═══ СТАТЬЯ
Если карьерист и сталинский стипендиат не мог сам без чьего-то ведома составить и распространять до войны «антисоветскую рукопись», то еще менее вероятно, чтобы подобный человек, пытавшийся уклониться от армии и переждать войну в обозе, а затем бывший одновременно не только образцовым офицером, но также «насильником» и «палачом», мог в 1944-1945 гг. возмутиться верховным главнокомандующим, вступить в рискованную переписку со своим другом и обвинять верховного главнокомандующего в военных просчетах, теоретических ошибках и, тем более, в военно-феодальных методах руководства страной. Столь же невероятно, чтобы такой человек именовал в переписке И.В.Сталина «Паханом» и готов был к борьбе с существовавшим строем.
Своими сомнениями на этот счет я поделился с Н.Д.Виткевичем.
Приведу эту часть беседы полностью:
«- Нет ли на Ваш взгляд противоречия: с одной стороны, как признаете Вы сами, Александр Исаевич – карьерист, он вдалеке от передовой, на хорошем счету у начальства, все у него идет удачно, с другой стороны…
– Не продолжайте. Я знаю, что Вы хотите сказать. С другой стороны,
Наша переписка и резолюция. Здесь нет противоречия.
– Почему же?
– Потому, что Саня был прежде всего писателем и он полез во все это,
Чтобы изучить, а затем описать и прославиться.
– Тут можно было до славы и не дожить.
– Тогда он об этом не думал.
– В моем представлении он гораздо умнее и прогматичнее.
– Думайте, как хотите. Это Ваше дело. Но Вы заблуждаетесь.
– Скажите, Вы видели вокруг себя до войны ненормальные вещи?
– Конечно.
– А в армии?
– Конечно.
– А Вы хоть раз выступали с их критикой где-нибудь на
Комсомольском или партийном собрании?
══════
═══ РАЗДЕЛ ДАННЫХ
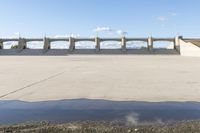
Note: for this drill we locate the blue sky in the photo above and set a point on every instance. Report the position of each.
══════
[ЗАДАНИЕ] Чем, согласно статье, Н.Д.Виткевич объясняет отсутствие противоречия в поведении Александра Исаевича?

[РЕШЕНИЕ ЗАДАНИЯ] Тем, что Саня был прежде всего писателем и полез во все это, чтобы изучить, затем описать и прославиться.